** begin MATERIAL FOR THIS TASK **

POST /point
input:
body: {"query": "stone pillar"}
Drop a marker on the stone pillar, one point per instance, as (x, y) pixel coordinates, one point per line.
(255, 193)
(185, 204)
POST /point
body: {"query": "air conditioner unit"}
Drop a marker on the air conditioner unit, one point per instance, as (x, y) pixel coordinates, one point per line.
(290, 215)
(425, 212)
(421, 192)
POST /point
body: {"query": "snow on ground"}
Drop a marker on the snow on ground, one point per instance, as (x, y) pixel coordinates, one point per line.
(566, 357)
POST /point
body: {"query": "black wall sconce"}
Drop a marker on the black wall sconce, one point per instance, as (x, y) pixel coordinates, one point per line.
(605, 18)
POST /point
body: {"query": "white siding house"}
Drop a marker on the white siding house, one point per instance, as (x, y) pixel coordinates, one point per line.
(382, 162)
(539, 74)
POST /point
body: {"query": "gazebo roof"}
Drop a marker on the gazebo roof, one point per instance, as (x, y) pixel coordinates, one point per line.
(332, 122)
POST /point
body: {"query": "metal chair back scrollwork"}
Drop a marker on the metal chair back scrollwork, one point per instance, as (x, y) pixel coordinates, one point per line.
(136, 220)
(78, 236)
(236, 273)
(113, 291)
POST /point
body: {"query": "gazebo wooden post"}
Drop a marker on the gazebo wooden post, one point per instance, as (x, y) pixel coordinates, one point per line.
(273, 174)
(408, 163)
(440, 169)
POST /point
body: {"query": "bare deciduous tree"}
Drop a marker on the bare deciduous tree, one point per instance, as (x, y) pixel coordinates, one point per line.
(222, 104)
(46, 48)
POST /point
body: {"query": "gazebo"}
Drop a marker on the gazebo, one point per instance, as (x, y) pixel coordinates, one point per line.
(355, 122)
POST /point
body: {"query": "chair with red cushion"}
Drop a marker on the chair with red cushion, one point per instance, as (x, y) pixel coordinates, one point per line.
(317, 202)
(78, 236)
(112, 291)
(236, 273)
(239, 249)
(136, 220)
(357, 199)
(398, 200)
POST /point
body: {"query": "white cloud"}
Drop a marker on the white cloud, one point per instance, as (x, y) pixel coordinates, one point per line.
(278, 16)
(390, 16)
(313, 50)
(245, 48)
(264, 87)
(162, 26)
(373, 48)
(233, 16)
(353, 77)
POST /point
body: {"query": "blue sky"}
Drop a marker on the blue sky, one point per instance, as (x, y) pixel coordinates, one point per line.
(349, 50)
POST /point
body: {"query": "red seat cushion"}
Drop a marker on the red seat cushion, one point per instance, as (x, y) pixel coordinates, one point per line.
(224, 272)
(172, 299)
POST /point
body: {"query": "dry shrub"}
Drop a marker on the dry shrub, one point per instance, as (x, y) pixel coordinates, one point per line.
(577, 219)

** end MATERIAL FOR THIS TASK **

• PROMPT:
Return each line of the entries above that contains the word "white".

• WRITTEN SOLUTION:
body: {"query": "white siding house"}
Drop a marker on the white siding house, one point per instance, as (x, y) pixel coordinates, one point per line.
body: {"query": "white cloud"}
Drop a marker on the white cloud, one point per instance, as (x, y) pixel coordinates, one point per line.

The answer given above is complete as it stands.